Text for analysis -
╭──

Dear Dr Rivas,

Thank you very much for submitting your manuscript "RNA structure prediction using positive and negative evolutionary information" for consideration at PLOS Computational Biology.

As with all papers reviewed by the journal, your manuscript was reviewed by members of the editorial board and by several independent reviewers. In light of the reviews (below this email), we would like to invite the resubmission of a significantly-revised version that takes into account the reviewers' comments.

We apologize for the delay in handling your manuscript but one reviewer was extremely late and we have decided to proceed without that review.

From the two reviews of your manuscript, your contribution is clearly considered important and innovative. However, both reviewers pose questions and issues on the technical aspects that should be clarified in the paper and algorithm.

Please address them in full in your revision.

We cannot make any decision about publication until we have seen the revised manuscript and your response to the reviewers' comments. Your revised manuscript is also likely to be sent to reviewers for further evaluation.

╰──

Task to complete -
Answer these questions about the letter above:
1. What is the title of the manuscript?
2. What caused the delay in handling the manuscript?
3. How many reviews of the manuscript does the letter draw on?

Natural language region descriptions
╭──

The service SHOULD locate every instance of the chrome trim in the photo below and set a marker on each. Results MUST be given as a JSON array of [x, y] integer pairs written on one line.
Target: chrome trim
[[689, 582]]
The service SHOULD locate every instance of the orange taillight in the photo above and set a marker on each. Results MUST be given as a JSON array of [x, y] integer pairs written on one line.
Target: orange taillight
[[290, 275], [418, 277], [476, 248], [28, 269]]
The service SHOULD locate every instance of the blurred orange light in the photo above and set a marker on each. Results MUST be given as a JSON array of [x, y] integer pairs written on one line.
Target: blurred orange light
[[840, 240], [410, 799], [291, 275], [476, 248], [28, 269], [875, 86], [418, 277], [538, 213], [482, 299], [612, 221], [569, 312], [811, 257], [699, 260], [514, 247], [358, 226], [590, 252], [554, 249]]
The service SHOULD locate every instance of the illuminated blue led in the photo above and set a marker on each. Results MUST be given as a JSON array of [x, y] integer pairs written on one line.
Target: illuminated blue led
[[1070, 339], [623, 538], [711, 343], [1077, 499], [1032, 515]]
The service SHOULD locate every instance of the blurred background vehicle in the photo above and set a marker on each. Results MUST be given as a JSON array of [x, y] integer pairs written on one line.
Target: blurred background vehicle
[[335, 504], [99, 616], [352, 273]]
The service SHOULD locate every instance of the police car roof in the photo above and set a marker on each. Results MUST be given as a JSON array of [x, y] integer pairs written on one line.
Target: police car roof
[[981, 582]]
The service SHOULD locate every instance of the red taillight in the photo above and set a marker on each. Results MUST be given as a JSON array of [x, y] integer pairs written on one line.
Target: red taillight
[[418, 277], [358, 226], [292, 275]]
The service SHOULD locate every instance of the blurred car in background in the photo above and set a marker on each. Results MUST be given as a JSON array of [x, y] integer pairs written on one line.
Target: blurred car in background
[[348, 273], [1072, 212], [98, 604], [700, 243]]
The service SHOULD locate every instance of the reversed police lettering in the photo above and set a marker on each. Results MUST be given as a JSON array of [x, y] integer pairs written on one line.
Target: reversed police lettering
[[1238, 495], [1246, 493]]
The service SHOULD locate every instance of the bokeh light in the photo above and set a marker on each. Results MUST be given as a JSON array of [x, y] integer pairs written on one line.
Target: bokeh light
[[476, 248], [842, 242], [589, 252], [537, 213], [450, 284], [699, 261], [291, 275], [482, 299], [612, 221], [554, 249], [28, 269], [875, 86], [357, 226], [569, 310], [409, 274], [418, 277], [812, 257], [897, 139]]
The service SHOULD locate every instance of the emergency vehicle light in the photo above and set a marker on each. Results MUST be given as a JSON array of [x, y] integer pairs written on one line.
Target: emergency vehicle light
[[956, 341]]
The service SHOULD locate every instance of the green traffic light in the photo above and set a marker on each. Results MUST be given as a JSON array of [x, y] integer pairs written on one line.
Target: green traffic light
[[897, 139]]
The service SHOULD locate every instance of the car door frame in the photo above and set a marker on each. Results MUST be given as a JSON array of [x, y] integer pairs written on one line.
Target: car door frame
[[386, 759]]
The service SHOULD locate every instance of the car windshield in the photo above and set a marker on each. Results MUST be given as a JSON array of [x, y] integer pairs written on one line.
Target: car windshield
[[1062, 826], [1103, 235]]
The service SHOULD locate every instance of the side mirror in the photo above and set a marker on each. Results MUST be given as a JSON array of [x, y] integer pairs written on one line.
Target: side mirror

╰──

Solution to this exercise -
1. "RNA structure prediction using positive and negative evolutionary information"
2. One reviewer was extremely late, and the journal decided to proceed without that review.
3. Two